Your goal
Can you retype only the lines from the one with "Where can the cat's forehead" through the final line of the material, exactly as given?
----------------
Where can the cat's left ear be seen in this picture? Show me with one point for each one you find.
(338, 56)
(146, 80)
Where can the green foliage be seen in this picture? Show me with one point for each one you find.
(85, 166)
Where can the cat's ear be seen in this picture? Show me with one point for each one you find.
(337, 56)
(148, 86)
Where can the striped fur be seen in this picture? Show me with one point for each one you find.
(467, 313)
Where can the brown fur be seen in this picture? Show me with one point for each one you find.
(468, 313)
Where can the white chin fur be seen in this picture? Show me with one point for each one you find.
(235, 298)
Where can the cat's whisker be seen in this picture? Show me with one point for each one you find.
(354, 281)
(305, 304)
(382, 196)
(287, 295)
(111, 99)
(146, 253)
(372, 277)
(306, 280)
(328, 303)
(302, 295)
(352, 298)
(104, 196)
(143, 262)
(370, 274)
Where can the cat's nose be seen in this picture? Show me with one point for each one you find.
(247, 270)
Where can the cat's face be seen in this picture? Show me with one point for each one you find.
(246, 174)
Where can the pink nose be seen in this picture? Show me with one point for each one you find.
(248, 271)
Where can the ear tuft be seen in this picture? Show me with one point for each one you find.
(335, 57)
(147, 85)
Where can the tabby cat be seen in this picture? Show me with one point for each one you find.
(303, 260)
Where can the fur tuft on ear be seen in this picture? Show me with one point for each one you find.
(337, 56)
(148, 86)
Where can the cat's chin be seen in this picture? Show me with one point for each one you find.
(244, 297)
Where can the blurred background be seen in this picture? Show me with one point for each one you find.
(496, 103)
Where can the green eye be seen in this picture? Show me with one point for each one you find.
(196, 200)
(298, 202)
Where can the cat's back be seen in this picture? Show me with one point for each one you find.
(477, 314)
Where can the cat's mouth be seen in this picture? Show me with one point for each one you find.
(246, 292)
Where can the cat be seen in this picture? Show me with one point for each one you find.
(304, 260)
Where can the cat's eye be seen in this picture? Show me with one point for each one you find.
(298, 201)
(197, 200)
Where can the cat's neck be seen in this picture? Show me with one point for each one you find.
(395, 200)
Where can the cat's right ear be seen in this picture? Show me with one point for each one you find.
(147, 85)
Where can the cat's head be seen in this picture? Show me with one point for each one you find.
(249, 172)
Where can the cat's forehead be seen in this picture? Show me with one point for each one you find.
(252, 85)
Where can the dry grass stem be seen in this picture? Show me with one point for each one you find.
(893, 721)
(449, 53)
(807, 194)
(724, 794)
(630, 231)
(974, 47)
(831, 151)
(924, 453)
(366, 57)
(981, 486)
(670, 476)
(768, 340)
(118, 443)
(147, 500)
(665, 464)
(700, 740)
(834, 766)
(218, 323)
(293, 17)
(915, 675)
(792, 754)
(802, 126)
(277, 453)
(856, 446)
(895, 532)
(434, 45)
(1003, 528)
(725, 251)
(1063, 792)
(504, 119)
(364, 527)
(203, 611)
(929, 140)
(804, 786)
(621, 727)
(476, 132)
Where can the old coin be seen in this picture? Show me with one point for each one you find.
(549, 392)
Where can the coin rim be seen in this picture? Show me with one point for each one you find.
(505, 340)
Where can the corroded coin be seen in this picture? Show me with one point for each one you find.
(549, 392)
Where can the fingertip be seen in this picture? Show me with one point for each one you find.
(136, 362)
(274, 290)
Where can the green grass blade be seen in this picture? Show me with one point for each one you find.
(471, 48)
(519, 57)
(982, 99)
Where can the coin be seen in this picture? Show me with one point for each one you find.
----------------
Answer to this problem
Where can the cat's forehead be seen in this picture? Show me with one point for each one you find.
(252, 85)
Where can the dry grass stem be seen in this picture? Show me with one point for each one you find.
(893, 721)
(449, 53)
(807, 194)
(724, 794)
(630, 231)
(974, 47)
(831, 151)
(924, 453)
(366, 57)
(981, 486)
(670, 476)
(768, 340)
(118, 443)
(147, 500)
(665, 464)
(700, 740)
(834, 766)
(218, 323)
(293, 17)
(915, 675)
(792, 754)
(802, 126)
(277, 453)
(856, 446)
(895, 532)
(434, 45)
(1003, 528)
(725, 251)
(1063, 792)
(504, 119)
(364, 527)
(203, 611)
(929, 140)
(804, 786)
(621, 727)
(476, 132)
Where can the old coin be seen in this picture? Show me with one point for each one you find.
(549, 392)
Where can the coin rim be seen in this picture? Show me with one point for each one you find.
(505, 340)
Where can the corroded coin be seen in this picture? Show me with one point for each one you find.
(549, 392)
Where can the fingertip be seen in this picture? Show me with one point for each one you find.
(136, 362)
(274, 290)
Where can the green grass blade be seen in this picture? Show me with one point for each one you find.
(471, 48)
(519, 57)
(982, 99)
Where can the coin be seen in this picture? Show me with one point for each one you find.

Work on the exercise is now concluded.